Lawrence Cohen, a cultural anthropologist, echoed that position and added that tight budgets and significant responsibilities among the department’s members limited the pool of possible chairs. “So,” he wrote in an e-mail, “for a year we have someone from a much larger department helping.”
Nor is every member of the senior generation in agreement with the dissenters. Nelson H. Graburn, a professor emeritus, said that he strongly supported Ms. Hayden and that Ms. Berry struck him as “very straightforward and on the level.”
The Dean’s Role
At Berkeley, deans have the authority to appoint department chairs. That is done in consultation with the faculty members, but because anthropology is unusually factionalized—with archaeologists and cultural anthropologists essentially running parallel operations within the department, for instance—administrators have for years played an outsize role in such appointments. In more-homogenous departments, professors present their own candidates for ratification. Administrators have selected the three anthropology chairs preceding Ms. Berry, after soliciting nominations, Berkeley professors said, but this is the first time they’ve gone outside the department.
Ms. Hayden, the anthropologist who will become chair in 2014, declined to comment, and Ms. Berry, the historian set to run the department starting in the fall, sent an e-mail saying she looked forward to serving the interests of the “luminous department.”

§ Task requirements
#1 Reproduce everything in the passage on Berkeley's anthropology department from "The Dean’s Role" down to "outside the department.".
#2 Do these statements agree with the passage on Berkeley's anthropology department? Answer yes or no for each, quoting the deciding words. (a) At Berkeley, deans have the authority to appoint department chairs. (b) Ms. Hayden commented on her upcoming role as chair. (c) Administrators had gone outside the department when picking earlier anthropology chairs.

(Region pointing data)
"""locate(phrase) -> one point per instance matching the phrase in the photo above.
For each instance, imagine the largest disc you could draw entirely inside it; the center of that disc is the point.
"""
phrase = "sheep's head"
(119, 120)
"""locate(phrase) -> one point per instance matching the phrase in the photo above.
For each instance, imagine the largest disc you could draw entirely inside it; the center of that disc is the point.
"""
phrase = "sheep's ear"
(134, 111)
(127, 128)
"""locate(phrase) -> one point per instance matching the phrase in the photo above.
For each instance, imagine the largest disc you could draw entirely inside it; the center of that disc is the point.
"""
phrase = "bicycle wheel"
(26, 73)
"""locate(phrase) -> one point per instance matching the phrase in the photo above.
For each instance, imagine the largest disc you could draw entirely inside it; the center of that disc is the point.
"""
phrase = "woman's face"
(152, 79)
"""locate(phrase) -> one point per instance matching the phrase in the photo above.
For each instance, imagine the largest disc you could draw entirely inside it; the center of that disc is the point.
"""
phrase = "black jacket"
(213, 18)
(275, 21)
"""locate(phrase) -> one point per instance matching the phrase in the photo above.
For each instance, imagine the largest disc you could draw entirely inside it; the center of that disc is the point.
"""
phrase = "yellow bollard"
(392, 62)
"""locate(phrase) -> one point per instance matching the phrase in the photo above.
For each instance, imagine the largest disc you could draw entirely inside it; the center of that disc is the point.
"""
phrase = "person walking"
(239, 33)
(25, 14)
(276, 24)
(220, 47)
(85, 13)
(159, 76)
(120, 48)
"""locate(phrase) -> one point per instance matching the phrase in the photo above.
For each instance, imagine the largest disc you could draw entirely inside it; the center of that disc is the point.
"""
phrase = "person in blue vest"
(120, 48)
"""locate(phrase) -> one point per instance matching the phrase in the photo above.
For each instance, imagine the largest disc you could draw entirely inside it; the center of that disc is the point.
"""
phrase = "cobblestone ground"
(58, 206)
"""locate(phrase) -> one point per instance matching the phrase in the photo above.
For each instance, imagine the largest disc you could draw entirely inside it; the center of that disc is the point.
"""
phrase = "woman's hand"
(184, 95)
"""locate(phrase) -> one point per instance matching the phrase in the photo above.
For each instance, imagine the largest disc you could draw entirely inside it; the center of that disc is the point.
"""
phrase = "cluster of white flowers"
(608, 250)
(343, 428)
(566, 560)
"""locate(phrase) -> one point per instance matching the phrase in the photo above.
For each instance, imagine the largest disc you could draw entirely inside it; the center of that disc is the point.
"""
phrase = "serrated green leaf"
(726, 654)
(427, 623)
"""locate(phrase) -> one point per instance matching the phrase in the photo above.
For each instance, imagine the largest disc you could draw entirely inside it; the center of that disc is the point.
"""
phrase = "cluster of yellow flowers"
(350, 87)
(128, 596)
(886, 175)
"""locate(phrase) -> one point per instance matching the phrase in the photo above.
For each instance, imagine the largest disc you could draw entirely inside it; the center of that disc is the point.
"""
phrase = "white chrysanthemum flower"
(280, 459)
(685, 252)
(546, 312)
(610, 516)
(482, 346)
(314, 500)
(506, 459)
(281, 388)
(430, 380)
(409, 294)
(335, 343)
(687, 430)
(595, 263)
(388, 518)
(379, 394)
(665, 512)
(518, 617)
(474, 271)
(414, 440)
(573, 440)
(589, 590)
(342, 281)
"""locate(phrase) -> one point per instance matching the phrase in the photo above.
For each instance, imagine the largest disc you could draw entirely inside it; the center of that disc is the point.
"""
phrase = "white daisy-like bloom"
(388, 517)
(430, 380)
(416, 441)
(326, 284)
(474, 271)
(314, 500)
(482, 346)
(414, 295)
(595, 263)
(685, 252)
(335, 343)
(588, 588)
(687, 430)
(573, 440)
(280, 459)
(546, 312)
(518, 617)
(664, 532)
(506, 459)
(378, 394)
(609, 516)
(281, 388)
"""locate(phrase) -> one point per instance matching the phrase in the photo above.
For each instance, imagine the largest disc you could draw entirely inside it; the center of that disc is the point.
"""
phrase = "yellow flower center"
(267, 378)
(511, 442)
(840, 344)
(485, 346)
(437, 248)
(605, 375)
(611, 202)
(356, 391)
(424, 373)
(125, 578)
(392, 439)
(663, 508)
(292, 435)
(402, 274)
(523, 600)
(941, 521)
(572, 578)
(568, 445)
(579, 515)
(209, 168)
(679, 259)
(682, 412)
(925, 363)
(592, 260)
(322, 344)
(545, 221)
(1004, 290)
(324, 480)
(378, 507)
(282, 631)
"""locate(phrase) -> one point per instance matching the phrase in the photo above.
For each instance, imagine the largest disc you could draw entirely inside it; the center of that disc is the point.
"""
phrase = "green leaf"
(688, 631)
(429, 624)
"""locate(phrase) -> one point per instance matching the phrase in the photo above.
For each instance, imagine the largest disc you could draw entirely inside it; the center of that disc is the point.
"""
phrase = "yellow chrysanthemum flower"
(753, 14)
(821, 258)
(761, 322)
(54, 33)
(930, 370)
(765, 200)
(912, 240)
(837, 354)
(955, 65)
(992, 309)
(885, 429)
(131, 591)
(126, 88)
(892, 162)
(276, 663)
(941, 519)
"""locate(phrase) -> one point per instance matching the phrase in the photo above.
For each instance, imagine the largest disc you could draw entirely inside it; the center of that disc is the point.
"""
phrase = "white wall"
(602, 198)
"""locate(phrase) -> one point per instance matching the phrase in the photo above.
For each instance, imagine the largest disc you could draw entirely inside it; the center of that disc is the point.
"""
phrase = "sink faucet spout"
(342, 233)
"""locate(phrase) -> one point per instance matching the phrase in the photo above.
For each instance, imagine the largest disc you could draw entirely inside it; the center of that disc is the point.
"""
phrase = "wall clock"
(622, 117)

§ Answers to the problems
#1
The Dean’s Role
At Berkeley, deans have the authority to appoint department chairs. That is done in consultation with the faculty members, but because anthropology is unusually factionalized—with archaeologists and cultural anthropologists essentially running parallel operations within the department, for instance—administrators have for years played an outsize role in such appointments. In more-homogenous departments, professors present their own candidates for ratification. Administrators have selected the three anthropology chairs preceding Ms. Berry, after soliciting nominations, Berkeley professors said, but this is the first time they’ve gone outside the department.

#2
(a) Yes: "At Berkeley, deans have the authority to appoint department chairs."
(b) No: "Ms. Hayden, the anthropologist who will become chair in 2014, declined to comment"
(c) No: "this is the first time they’ve gone outside the department."